In full and word for word, copy the records that follow.

Stored items from a collection:
::::::
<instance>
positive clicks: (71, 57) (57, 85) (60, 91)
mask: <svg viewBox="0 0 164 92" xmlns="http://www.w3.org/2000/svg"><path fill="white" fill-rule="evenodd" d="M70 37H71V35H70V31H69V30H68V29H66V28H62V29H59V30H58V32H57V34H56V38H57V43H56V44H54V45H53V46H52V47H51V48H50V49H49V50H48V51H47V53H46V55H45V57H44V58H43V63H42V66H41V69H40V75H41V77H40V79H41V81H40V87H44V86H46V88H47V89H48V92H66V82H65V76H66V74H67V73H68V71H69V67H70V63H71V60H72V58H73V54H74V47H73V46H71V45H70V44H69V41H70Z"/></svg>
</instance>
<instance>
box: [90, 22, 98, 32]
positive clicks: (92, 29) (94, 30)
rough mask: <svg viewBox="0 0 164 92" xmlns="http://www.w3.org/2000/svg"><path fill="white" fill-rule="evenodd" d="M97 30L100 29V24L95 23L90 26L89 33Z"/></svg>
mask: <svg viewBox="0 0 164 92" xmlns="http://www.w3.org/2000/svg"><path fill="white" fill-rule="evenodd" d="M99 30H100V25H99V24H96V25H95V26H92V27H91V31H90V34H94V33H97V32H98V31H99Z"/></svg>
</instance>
::::::
▶ [Answer to this problem]
<instance>
positive clicks: (71, 57) (57, 85) (60, 91)
mask: <svg viewBox="0 0 164 92" xmlns="http://www.w3.org/2000/svg"><path fill="white" fill-rule="evenodd" d="M70 37H71V35H70V31H69V30H68V29H66V28H62V29H59V30H58V32H57V34H56V38H57V43H56V44H54V45H53V46H52V47H51V48H50V49H49V50H48V51H47V53H46V55H45V57H44V58H43V63H42V66H41V69H40V75H41V77H40V79H41V81H40V87H44V86H46V88H47V89H48V92H66V82H65V76H66V74H67V73H68V71H69V67H70V63H71V60H72V58H73V54H74V47H73V46H71V45H70V44H69V41H70Z"/></svg>
</instance>
<instance>
box: [90, 22, 98, 32]
positive clicks: (92, 29) (94, 30)
rough mask: <svg viewBox="0 0 164 92" xmlns="http://www.w3.org/2000/svg"><path fill="white" fill-rule="evenodd" d="M97 30L100 29V24L95 23L90 26L89 33Z"/></svg>
mask: <svg viewBox="0 0 164 92" xmlns="http://www.w3.org/2000/svg"><path fill="white" fill-rule="evenodd" d="M99 30H100V25H99V24H96V25H95V26H92V27H91V31H90V34H94V33H97V32H98V31H99Z"/></svg>
</instance>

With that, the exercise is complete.